══ Excerpt

She does not provide answers. She thinks the conversation has been hijacked by those on the extreme edges while most people fall somewhere in the middle. "The nut jobs don't want us talking together," the narrator says.
A further comment: "The whole conversation about guns and gun control seems to be between the granola-eating, Whole Foods-shopping, Rachel Maddow-listening, liberal pinko lefties and the gun-toting, plain-voting, red-white-and-booyah conservative card-carrying NRA members."
In the post-show discussion, conducted by 16th Street's artistic director, Ann Filmer, we were asked to share our personal "gun stories." I passed, thinking I had nothing to offer, but upon leaving the theater several vivid memories came flooding back to me. I'd guess almost everyone has an anecdote, positive or negative, about guns if they think about it. I have several.
I admit I'm not a fan of guns. For me the 2nd Amendment of 1791, which ensures the right to bear arms, makes no sense in modern times. It was ratified when most Americans were rural, had just fought a revolution, and often hunted for their own supper. The nation of the late 18th century was nothing like ours.
But like most little boys of the 1950s, I worshiped the rootin'-tootin' cowboy heroes of early TV. I loved my Gene Autry gun and holster and my Roy Rogers cap pistol. Our little posse of neighborhood cowboys ran around shooting at one another on vacant lot "prairies." But after I witnessed Bambi's mom being killed by hunters in that Disney movie, the thrill was gone. By the time I went to Boy Scout camp a few years later, I hated guns. One of our compulsory recreational activities, which was overwhelmingly popular with everyone at camp but me, was a rifle range where we shot at clay pigeons being mechanically discharged into the air. I would keep slipping backward in the line, letting other boys go ahead of me so I never had to fire that gun.
In the late '60s when I first started teaching, I was held up at gunpoint on an el platform at high noon. The cops later caught the perps who had been on a crime spree that week. I suffered no post-traumatic stress but I'll admit once you've had a loaded gun pointed at you, you never fully shake that memory.

════

## Questions
1) Could you turn the paragraph in the excerpt on guns that begins "But like most little boys of the 1950s" into a short bulleted list that keeps its main facts?
2) Answer these from the excerpt on guns:
(a) Who led the post-show discussion?
(b) In what year was the 2nd Amendment ratified?
(c) Where and when was the writer held up at gunpoint?
3) Pick up the excerpt on guns after its final sentence and continue it.

══ Recorded information

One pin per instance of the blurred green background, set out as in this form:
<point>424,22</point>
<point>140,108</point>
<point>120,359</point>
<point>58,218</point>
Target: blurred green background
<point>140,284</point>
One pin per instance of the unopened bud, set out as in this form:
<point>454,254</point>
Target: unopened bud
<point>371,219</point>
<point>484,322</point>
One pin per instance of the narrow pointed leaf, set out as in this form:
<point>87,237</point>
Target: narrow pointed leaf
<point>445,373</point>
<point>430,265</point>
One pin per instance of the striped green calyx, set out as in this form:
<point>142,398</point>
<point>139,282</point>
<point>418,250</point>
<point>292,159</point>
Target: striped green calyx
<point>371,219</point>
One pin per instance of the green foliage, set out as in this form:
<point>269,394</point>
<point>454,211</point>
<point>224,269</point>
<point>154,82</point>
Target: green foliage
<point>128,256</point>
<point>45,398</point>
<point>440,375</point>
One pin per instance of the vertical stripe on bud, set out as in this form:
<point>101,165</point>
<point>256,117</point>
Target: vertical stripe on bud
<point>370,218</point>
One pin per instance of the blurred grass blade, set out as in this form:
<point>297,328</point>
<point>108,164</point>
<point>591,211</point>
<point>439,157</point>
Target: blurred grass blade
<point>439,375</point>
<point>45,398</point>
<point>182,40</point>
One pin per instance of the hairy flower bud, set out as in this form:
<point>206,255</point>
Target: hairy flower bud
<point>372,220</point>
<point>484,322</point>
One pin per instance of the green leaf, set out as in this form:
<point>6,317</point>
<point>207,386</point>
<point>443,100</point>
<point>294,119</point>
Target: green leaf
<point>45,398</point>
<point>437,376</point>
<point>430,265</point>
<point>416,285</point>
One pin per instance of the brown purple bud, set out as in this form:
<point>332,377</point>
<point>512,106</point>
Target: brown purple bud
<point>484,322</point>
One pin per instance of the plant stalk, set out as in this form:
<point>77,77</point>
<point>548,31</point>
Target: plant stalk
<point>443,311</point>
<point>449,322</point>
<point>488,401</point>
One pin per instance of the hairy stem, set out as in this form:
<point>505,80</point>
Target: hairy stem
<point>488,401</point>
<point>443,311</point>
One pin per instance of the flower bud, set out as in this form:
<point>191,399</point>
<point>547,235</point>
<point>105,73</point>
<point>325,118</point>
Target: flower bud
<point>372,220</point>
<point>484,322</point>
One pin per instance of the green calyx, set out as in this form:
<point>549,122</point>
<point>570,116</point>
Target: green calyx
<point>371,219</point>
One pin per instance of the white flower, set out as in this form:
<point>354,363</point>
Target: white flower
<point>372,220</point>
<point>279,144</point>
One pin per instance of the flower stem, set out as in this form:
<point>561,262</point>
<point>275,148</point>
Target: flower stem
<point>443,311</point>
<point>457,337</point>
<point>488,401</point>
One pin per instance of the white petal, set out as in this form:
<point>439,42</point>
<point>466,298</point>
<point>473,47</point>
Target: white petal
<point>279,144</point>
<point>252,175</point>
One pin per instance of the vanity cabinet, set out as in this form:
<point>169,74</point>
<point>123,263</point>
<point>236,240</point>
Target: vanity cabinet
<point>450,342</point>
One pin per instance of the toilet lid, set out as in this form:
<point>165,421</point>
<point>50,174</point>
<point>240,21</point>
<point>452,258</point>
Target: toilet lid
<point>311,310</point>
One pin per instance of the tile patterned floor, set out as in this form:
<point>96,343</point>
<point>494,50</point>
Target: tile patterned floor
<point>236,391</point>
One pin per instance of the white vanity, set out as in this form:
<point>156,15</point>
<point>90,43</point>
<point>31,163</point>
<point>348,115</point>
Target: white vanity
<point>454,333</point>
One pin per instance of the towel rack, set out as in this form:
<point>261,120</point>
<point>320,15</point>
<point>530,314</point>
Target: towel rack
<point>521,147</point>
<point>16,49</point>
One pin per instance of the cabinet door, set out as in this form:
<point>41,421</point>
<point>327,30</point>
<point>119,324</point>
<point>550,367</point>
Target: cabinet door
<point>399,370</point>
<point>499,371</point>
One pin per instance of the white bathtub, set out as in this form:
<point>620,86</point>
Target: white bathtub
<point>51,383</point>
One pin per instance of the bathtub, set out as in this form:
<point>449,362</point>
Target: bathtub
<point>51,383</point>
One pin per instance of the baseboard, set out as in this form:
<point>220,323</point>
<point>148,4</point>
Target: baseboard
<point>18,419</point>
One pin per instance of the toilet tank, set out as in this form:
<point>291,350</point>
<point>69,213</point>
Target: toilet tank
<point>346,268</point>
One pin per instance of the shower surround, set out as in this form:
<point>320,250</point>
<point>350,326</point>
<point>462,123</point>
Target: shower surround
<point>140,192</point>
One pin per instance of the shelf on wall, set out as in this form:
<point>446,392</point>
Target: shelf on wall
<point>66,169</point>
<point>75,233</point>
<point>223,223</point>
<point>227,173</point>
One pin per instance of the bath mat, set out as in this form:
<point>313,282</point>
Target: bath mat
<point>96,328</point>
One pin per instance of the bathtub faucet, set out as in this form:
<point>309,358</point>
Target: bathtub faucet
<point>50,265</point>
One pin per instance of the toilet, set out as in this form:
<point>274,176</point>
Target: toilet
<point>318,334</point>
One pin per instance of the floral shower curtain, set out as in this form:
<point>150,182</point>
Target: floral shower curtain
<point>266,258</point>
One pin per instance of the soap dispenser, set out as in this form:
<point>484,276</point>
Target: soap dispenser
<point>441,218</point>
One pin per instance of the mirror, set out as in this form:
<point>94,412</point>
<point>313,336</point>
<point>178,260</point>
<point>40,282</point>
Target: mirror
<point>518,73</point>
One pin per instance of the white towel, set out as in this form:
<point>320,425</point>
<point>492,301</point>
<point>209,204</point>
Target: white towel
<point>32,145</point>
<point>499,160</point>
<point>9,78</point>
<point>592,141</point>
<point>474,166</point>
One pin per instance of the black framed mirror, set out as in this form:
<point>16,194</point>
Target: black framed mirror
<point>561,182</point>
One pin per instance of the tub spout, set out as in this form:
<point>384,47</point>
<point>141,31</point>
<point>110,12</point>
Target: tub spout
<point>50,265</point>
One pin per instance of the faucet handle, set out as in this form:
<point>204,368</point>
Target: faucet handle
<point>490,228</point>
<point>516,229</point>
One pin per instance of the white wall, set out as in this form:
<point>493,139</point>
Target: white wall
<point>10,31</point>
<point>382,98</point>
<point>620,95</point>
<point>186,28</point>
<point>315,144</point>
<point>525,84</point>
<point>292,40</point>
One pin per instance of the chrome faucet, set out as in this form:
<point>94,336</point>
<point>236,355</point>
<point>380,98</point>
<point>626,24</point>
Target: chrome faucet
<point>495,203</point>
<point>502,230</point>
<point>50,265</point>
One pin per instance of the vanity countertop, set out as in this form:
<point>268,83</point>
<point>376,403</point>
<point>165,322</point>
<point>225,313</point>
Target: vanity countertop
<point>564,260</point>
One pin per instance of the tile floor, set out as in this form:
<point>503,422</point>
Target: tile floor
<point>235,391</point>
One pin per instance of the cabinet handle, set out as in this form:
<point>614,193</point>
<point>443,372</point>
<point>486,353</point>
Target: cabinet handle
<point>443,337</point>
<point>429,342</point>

════

## Activity answers
1)
- As a boy in the 1950s, the writer worshiped the cowboy heroes of early TV.
- The writer owned a Gene Autry gun and holster and a Roy Rogers cap pistol.
- A group of neighborhood kids played cowboys, shooting at one another on vacant lots.
- Seeing Bambi's mother killed by hunters in the Disney movie ended the thrill.
- By Boy Scout camp a few years later, the writer hated guns.
- At the camp's compulsory rifle range, where campers shot at clay pigeons, the writer kept slipping back in line to avoid ever firing the gun.

2)
(a) Ann Filmer, the artistic director of 16th Street.
(b) 1791.
(c) On an el platform at high noon, in the late '60s.

3)
That same year, I had students who were rehearsing a class presentation — a cutting from a play that involved the use of a revolver. So I borrowed a "starting pistol" from the track coach. There is no bullet and not even an opening in the barrel of such guns, used to loudly signal the beginning of races, so there was nothing to fear. But I did not even want to leave this realistic handgun in my classroom while I went to lunch so I took it with me. Before I got in the faculty cafeteria lunch line I carefully wrapped the pistol in my sport coat and hid it out of sight on a chair at my lunch table. But as I was paying for my soup and salad there was a loud blast in the dining room. Women screamed.
People often get crazy around guns. An older lady teacher, ever overly curious, had seen me wrap up the pistol in my jacket. Wondering what it was for or if it was real, she inexplicably fired it!
In the mid-1970s my African-American wife and I were on the South Side spending Sunday afternoon with her widowed father. My oldest son was just a toddler at this point. I never asked, but I suspected my father-in-law kept a gun in the house. This had been a necessity for many black people who originated in the South where they had virtually no police protection. Families had to defend themselves. But I assumed my father-in-law kept his pistol well-hidden. All of a sudden I looked up over the Sunday Sun-Times to see my little son toddling toward me across the living room with a revolver in his hand. That gun looked as big as he was. I was frozen in fear but my father-in-law leaped from behind the baby and grabbed it out of his hand.
My daughter is a police officer and I try not to notice her gun when she stops by on her breaks. But I'm glad she's armed, of course.
The Gun Show runs about 75 minutes with no intermission. It seems initially low-key and laid-back, but it quickly gets intense, drawing in its audience with Lewis' personal stories and Villa's strong performance.